Exercise aim:
Recast every line of the rows below as a JSON list of strings, one string per line, leaving out any blank lines.

● ● ● ● ●

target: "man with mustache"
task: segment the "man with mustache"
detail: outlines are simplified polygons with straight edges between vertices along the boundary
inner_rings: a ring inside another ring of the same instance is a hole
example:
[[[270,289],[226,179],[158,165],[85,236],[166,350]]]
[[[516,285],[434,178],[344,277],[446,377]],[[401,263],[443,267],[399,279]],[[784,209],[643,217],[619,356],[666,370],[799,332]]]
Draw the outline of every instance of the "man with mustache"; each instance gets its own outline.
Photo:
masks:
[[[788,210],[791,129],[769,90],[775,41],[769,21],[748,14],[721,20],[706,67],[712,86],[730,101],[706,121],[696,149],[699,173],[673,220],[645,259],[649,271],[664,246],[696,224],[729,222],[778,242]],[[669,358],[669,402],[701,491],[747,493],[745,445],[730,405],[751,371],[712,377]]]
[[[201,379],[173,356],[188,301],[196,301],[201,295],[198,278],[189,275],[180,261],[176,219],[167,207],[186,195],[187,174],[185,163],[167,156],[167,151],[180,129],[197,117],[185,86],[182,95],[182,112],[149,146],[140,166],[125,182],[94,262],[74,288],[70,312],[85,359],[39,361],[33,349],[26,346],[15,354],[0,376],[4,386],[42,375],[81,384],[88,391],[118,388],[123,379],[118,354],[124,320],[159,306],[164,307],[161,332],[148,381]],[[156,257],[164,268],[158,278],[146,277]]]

● ● ● ● ●

Written answer:
[
  "target: \"man with mustache\"",
  "task: segment the \"man with mustache\"",
  "detail: outlines are simplified polygons with straight edges between vertices along the boundary",
  "inner_rings: a ring inside another ring of the same instance is a hole",
  "example:",
  "[[[270,289],[226,179],[158,165],[85,236],[166,350]]]",
  "[[[516,285],[434,178],[344,277],[446,377]],[[401,263],[443,267],[399,279]],[[784,209],[643,217],[619,356],[666,370],[799,332]]]",
  "Draw the outline of every instance of the \"man with mustache\"; each instance gets its own outline.",
  "Photo:",
  "masks:",
  "[[[788,210],[791,129],[769,90],[775,41],[769,21],[748,14],[721,20],[706,67],[712,86],[730,101],[706,121],[696,149],[699,173],[673,220],[645,259],[649,271],[664,246],[696,224],[729,222],[778,242]],[[669,358],[669,402],[701,491],[747,493],[745,445],[730,405],[751,371],[712,377]]]",
  "[[[201,379],[173,356],[188,301],[196,301],[201,295],[198,278],[189,275],[180,261],[176,219],[167,207],[186,195],[187,174],[185,163],[167,156],[167,151],[180,129],[197,117],[185,86],[182,95],[182,112],[149,146],[140,166],[125,182],[94,262],[74,288],[70,312],[85,359],[39,361],[33,349],[26,346],[15,354],[0,376],[4,386],[42,375],[81,384],[88,391],[118,388],[123,379],[118,354],[124,320],[159,306],[164,307],[161,332],[148,381]],[[156,257],[164,268],[158,278],[146,277]]]"
]